→ **Exercise description**:
List each row below that contains the word "wall", copying every such row in full.

+++ Record extracts +++

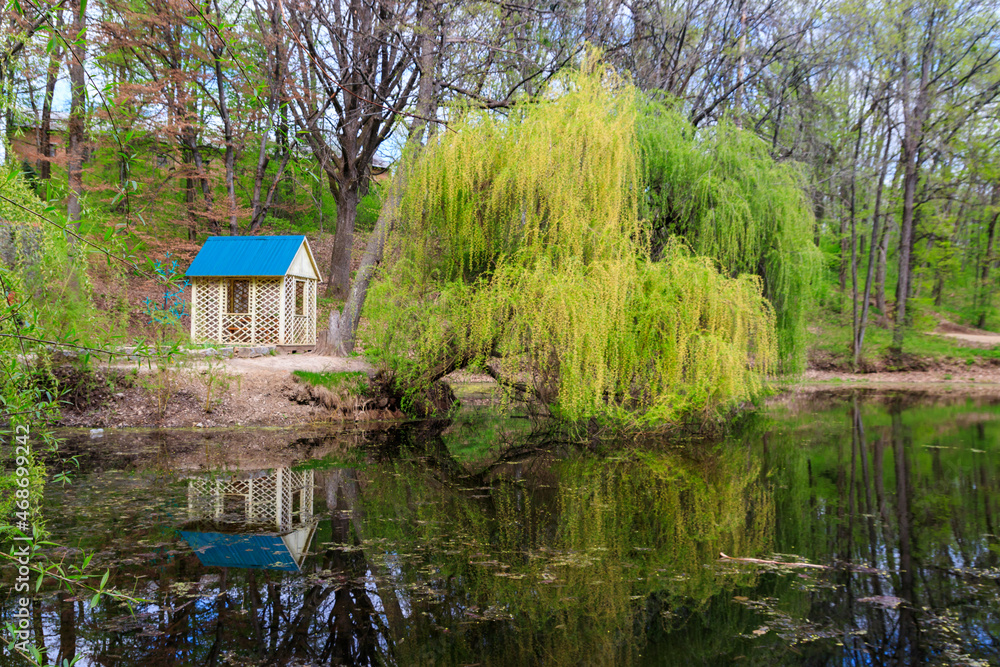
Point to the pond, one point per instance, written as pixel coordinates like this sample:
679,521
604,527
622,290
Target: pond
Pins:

+++
+++ Record extracts +++

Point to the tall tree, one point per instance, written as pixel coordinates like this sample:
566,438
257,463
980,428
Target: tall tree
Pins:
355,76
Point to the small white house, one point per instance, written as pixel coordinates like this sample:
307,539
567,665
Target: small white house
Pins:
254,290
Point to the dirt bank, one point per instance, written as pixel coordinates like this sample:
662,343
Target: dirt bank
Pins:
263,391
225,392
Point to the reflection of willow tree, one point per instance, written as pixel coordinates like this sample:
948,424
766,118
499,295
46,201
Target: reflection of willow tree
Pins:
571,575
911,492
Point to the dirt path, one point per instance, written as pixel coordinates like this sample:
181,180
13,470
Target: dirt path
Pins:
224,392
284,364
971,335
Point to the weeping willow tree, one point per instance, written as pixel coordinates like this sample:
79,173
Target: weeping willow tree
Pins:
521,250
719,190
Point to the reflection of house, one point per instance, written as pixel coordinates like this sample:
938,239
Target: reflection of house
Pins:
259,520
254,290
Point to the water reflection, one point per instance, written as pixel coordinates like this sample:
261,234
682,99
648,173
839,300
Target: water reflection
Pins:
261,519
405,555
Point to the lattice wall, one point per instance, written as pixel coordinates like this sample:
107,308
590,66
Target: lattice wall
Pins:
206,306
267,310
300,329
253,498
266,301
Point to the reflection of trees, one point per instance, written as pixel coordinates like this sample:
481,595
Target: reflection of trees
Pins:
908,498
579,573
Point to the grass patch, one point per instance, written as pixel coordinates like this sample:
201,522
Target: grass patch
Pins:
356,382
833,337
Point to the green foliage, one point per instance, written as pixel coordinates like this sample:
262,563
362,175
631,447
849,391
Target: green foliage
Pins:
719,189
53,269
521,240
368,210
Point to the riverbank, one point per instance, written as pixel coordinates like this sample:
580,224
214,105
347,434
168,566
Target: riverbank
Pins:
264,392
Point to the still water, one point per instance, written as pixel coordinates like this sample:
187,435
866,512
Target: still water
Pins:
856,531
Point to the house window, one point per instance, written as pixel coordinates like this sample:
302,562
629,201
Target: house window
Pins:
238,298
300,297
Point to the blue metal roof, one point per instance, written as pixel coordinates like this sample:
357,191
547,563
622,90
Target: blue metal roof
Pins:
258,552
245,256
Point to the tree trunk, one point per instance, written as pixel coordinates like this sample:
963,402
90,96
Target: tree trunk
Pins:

+++
+++ Record extracts +++

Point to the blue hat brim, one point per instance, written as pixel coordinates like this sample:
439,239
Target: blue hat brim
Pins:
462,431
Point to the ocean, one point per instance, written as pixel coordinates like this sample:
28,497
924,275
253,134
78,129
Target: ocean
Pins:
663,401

+++

→ **Final result**:
Point to the lattice wall, one point per instance, written as pixel coordinates like this sample:
Target: lattice wall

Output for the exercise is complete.